→ **SOURCE TEXT**:
----------------

Palestinian prisoner Samer al-Issawi, who held a hunger strike for several months, flashes the “V” for victory sign as he celebrates his release from an Israeli jail in the Jerusalem neighbourhood of Issawiya, on December 23 2013.

One can only imagine the looks on the faces of Israeli settlers living in Masharef Mountain, near the Hebrew University that overlooks Issawiya, as they watched the celebrations welcoming back Palestinian prisoner Samer al-Issawi.

Issawi returned victorious to his village despite Israel’s desperate attempts to ban celebrations. The occupation forces delayed his release for about 10 hours last Monday, December 23, and erected military checkpoints near the village, but young men and Palestinian mothers insisted on welcoming their hero.

Following his nine-month hunger strike amid the “battle of the empty stomachs,” Issawi was released along with 1,026 other Palestinians in an exchange for the return of Israeli soldier Gilad Shalit.He wished to remain loyal to those who lost their lives while planning and conducting the Shalit kidnapping, and didn’t want the Israelis to arrest the liberated prisoners all over again, forcing them to serve the rest of their sentences.

----------------

(Entries from a point annotation set)
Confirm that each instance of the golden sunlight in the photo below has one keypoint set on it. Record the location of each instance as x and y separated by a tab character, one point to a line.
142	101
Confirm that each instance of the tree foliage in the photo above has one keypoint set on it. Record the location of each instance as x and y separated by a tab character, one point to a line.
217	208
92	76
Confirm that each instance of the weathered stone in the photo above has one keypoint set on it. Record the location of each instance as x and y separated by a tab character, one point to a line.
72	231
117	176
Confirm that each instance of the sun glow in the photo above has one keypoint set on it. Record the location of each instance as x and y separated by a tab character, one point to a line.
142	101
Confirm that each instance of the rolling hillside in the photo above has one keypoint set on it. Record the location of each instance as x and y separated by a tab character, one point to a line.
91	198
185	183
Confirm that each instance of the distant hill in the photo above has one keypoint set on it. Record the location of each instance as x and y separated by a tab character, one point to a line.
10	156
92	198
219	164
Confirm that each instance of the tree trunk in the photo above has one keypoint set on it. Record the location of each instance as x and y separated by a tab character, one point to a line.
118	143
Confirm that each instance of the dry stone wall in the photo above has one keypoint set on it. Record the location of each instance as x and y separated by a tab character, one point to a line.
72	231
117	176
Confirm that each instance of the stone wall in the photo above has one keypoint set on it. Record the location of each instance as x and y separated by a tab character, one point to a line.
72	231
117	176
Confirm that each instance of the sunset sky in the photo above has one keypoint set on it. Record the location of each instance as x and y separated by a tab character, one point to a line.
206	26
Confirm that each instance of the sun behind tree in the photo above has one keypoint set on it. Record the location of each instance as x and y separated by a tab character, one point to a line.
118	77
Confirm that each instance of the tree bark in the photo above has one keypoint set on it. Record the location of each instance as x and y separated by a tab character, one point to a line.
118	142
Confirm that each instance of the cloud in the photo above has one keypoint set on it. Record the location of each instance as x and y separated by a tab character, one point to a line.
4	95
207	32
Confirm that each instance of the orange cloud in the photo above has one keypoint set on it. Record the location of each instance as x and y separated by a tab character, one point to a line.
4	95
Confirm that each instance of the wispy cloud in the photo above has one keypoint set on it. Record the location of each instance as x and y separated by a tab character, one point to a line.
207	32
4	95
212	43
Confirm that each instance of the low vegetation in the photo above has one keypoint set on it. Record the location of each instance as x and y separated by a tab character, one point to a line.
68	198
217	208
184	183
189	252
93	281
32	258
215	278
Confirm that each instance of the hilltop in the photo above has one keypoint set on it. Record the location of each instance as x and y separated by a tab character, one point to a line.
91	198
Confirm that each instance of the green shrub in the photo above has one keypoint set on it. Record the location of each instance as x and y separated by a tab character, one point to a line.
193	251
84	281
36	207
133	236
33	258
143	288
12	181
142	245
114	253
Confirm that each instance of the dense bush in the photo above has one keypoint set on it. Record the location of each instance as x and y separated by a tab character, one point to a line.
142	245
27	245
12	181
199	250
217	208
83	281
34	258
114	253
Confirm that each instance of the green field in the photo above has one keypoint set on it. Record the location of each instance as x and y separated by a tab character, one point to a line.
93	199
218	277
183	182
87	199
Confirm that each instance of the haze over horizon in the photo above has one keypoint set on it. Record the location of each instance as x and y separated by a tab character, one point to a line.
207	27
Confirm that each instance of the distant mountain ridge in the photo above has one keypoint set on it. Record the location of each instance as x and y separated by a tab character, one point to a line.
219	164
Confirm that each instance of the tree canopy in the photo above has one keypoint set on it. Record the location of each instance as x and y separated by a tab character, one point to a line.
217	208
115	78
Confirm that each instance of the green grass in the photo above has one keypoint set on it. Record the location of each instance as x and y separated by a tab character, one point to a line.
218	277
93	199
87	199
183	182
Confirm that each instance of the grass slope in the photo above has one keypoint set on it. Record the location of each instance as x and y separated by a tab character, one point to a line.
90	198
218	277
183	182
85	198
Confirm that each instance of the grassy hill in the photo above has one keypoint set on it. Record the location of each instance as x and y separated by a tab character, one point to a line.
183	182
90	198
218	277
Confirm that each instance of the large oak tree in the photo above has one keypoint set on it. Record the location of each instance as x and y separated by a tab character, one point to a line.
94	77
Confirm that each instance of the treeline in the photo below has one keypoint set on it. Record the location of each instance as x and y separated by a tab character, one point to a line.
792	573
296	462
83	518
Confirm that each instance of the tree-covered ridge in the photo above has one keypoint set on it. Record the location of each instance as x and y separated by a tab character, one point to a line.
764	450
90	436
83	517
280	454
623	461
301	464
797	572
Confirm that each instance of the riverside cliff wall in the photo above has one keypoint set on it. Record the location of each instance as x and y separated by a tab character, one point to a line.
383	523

----------------

→ **WHAT THIS TASK INVOLVES**: Rewrite the passage on Samer al-Issawi's release, starting with "Issawi returned victorious" and going on through "welcoming their hero.", with "checkpoints" updated to "roadblocks". The data above is not needed for what comes next.

→ **SOLUTION**:
Issawi returned victorious to his village despite Israel’s desperate attempts to ban celebrations. The occupation forces delayed his release for about 10 hours last Monday, December 23, and erected military roadblocks near the village, but young men and Palestinian mothers insisted on welcoming their hero.